(Makale):

Bakın bu sürenin belki de daha uzun olduğunu bile kabul edebilirsiniz.

Önce meseleyi anlatayım, sonra süresine siz karar verin!

+++

Mesele sahibi olan taraf AK Parti!

Ve büyük bir sorunla karşı karşıyalar!

İlk kez bir genel seçimden mağlubiyetle çıktılar.

2. Tur’da daha da büyük fark yediler.

Yeni bir seçim daha olsa fark yine açılacak, o derece!

+++

AK Parti’nin son döneminde yaşananları eleştiriyoruz…

Ancak ortada duran başarısızlığı anlamak için daha da eskiye gitmek gerekiyor!

Tamam büyük bir liste yanlışı yapıldı.

Şehirle ilgileri olmayanlarla seçim çalışması yapıldı.

Ne kenti ne kent halkını tanıyanlar partinin seçim propagandasını üstlendi.

Gidilen yerlerde “Kim bunlar” denilen ortamlar oluştu.

Allah’tan ekip içinde tanıdık yüzler vardı da pek çok yerde durum anlık olarak kotarıldı!

Kısacası;

AK Parti, süreci profesyonel çalışmalarla, ekiplerle falan kurtaracağını sandı ama yanlışa yanlış kattılar.

Saklanan kayıtlar
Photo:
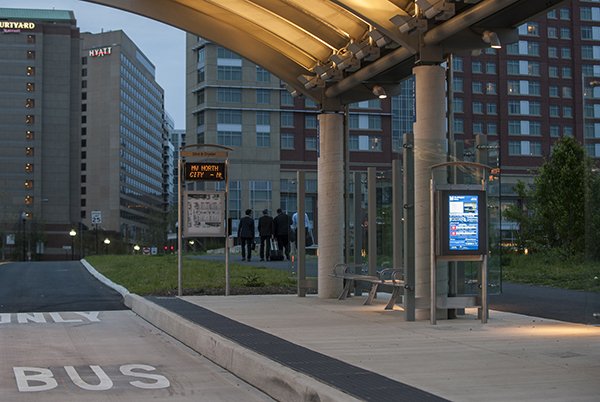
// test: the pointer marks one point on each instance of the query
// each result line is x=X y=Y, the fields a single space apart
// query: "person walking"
x=246 y=235
x=281 y=231
x=265 y=231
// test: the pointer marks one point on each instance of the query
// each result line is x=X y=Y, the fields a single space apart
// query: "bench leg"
x=346 y=290
x=372 y=294
x=393 y=298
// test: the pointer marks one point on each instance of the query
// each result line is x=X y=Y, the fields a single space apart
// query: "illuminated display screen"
x=463 y=222
x=205 y=171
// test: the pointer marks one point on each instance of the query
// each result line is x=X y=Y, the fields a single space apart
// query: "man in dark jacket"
x=281 y=231
x=246 y=234
x=265 y=231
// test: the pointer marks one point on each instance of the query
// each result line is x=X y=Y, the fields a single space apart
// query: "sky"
x=161 y=43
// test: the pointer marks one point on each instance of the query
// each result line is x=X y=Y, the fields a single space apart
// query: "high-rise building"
x=123 y=131
x=39 y=124
x=233 y=102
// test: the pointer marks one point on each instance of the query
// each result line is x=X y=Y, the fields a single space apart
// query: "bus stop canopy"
x=342 y=51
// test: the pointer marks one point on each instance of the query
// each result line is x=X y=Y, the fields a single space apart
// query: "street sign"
x=208 y=171
x=96 y=217
x=205 y=154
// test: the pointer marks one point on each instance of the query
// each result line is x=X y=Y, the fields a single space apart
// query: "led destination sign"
x=463 y=222
x=205 y=171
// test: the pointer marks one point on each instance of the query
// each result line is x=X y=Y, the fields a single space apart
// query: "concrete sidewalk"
x=511 y=358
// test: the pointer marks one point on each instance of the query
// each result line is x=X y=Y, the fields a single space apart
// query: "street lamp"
x=72 y=233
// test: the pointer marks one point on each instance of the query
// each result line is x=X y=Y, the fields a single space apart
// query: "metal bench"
x=389 y=277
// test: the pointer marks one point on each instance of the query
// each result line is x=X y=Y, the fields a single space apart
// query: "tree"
x=554 y=211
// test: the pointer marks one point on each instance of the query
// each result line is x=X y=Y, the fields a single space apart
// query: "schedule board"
x=463 y=229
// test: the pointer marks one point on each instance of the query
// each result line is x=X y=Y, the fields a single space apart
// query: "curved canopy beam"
x=338 y=49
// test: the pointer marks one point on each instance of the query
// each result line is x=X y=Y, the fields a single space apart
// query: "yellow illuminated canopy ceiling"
x=335 y=51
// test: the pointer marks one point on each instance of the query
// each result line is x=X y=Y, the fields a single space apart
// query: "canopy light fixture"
x=379 y=92
x=491 y=38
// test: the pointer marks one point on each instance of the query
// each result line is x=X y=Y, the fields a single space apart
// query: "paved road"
x=540 y=301
x=53 y=286
x=54 y=347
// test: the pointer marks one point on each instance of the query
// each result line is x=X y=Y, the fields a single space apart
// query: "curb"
x=274 y=379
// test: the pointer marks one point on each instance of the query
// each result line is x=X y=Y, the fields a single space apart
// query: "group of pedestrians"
x=278 y=228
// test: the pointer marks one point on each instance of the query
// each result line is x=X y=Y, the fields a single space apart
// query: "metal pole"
x=300 y=239
x=226 y=228
x=179 y=227
x=432 y=259
x=409 y=228
x=372 y=228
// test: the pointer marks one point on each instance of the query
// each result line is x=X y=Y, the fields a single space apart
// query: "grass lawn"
x=157 y=275
x=551 y=269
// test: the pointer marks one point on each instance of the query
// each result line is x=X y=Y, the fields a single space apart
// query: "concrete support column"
x=430 y=148
x=330 y=202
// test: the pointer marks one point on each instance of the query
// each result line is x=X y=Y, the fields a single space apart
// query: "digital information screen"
x=463 y=222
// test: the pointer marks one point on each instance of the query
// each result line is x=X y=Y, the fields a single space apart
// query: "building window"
x=457 y=63
x=286 y=119
x=229 y=73
x=310 y=121
x=262 y=75
x=310 y=143
x=286 y=99
x=229 y=138
x=287 y=141
x=459 y=126
x=458 y=104
x=369 y=143
x=263 y=96
x=229 y=117
x=260 y=192
x=263 y=118
x=458 y=84
x=228 y=95
x=263 y=139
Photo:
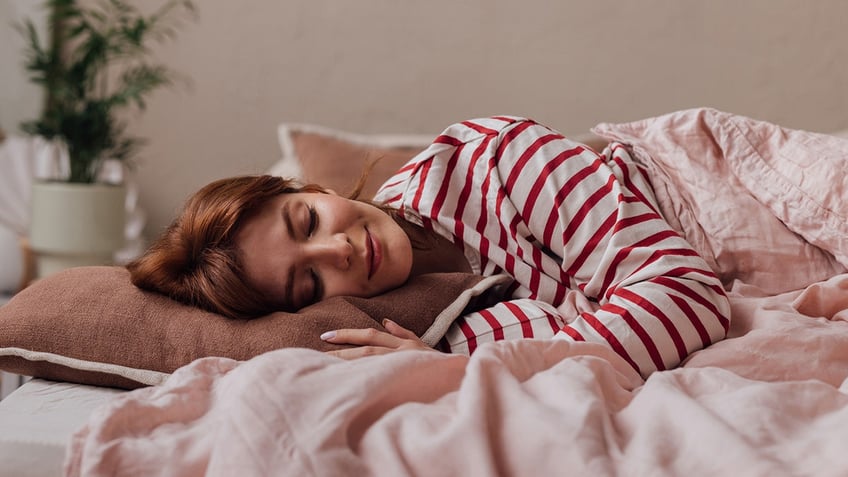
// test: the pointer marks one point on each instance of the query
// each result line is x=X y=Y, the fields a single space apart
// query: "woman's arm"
x=657 y=300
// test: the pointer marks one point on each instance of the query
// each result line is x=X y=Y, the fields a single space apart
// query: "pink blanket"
x=769 y=400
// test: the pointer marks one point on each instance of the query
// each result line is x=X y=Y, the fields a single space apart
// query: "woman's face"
x=305 y=247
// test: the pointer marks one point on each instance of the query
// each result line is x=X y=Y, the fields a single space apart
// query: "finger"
x=361 y=352
x=362 y=337
x=399 y=331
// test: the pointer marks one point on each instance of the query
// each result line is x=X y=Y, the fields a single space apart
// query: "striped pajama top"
x=569 y=226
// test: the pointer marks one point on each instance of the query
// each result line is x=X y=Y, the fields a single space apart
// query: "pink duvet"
x=771 y=399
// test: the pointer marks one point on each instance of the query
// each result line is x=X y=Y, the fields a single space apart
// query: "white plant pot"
x=75 y=225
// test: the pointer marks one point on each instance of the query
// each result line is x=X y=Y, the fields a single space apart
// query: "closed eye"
x=313 y=222
x=317 y=287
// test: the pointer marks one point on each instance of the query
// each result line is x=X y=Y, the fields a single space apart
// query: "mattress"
x=37 y=421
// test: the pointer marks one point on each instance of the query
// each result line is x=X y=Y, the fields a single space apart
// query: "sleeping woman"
x=579 y=233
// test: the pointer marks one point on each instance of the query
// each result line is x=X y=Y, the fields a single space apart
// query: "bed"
x=766 y=207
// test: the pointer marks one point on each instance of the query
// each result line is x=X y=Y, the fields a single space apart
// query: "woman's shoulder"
x=471 y=130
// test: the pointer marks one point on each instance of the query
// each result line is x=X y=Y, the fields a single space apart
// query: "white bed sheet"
x=37 y=421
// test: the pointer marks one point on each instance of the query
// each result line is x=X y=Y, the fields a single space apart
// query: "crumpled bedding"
x=771 y=399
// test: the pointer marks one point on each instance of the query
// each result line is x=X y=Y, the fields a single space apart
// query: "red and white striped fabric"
x=561 y=220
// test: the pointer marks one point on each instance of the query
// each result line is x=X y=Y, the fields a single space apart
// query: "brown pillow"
x=336 y=159
x=90 y=325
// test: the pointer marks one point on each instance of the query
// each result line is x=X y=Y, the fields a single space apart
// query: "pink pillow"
x=763 y=204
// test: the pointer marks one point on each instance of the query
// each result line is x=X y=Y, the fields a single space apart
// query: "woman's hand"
x=373 y=342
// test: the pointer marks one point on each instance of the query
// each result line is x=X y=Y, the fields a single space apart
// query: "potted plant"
x=94 y=69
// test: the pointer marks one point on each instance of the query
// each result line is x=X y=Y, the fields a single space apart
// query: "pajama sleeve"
x=650 y=297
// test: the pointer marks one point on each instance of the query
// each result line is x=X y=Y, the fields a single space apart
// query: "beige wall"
x=416 y=66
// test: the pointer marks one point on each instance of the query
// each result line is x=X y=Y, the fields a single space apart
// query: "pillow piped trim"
x=142 y=376
x=453 y=311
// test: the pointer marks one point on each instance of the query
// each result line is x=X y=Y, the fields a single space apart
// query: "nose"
x=334 y=250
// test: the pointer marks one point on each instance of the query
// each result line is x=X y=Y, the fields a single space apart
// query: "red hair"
x=195 y=261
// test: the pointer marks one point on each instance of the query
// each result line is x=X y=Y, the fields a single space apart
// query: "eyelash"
x=316 y=287
x=316 y=281
x=313 y=222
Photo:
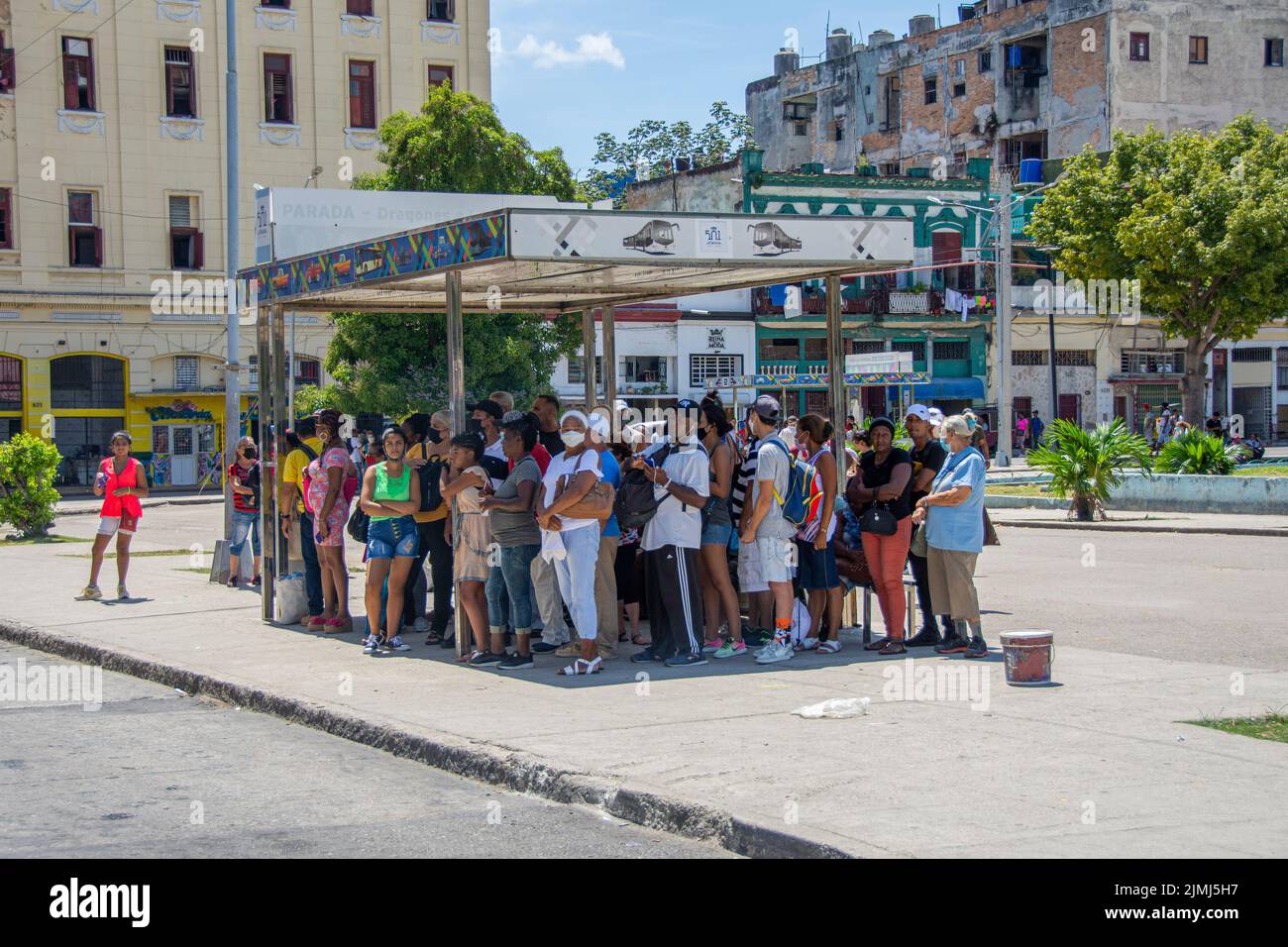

(Yapılacaklar):
1. Makaleye göre AK Parti'nin seçim propagandasını kimler üstlendi?
2. "white" kelimesinin geçtiği bütün satırları bulup kopyala. Büyük ve küçük harf ayrımı dikkate alınsın.

(Görev sonuçları):
1. Ne kenti ne kent halkını tanıyanlar.

2.
// query: "white plant pot"
// query: "white bed sheet"
// query: "red and white striped fabric"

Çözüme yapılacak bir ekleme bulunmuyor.